Problem requirements: Your task is to transcribe the entries below exactly, beginning with the line containing "the green reflection" and ending with the final line, and to add nothing else.

Material shown:
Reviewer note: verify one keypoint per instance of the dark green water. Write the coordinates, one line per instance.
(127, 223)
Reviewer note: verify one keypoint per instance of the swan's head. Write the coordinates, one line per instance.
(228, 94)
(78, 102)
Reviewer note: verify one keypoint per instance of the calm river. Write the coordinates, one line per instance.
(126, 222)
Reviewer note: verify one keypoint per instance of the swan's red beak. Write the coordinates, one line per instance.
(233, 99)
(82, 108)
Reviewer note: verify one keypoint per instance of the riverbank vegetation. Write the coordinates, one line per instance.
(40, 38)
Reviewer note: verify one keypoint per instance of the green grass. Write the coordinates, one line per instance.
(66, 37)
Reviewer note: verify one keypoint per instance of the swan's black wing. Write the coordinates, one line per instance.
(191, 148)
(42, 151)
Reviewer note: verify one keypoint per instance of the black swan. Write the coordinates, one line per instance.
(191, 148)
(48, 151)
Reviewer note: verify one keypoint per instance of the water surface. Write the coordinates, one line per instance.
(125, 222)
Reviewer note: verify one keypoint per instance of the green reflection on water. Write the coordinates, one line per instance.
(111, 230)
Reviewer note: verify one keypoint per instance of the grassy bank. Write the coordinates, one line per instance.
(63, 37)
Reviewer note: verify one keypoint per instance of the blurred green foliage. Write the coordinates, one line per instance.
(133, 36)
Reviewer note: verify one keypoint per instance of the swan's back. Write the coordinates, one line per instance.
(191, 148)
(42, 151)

Task solution:
Reviewer note: verify one keypoint per instance of the green reflection on water. Write the coordinates, one line per instance.
(111, 230)
Reviewer note: verify one keypoint per instance of the grassy bank. Write the coordinates, one line per instance.
(63, 37)
Reviewer note: verify one keypoint per instance of the blurred green foliage. Write the coordinates, one line per instance.
(133, 36)
Reviewer note: verify one keypoint per instance of the swan's back. Write the coordinates, one line per instance.
(191, 148)
(42, 151)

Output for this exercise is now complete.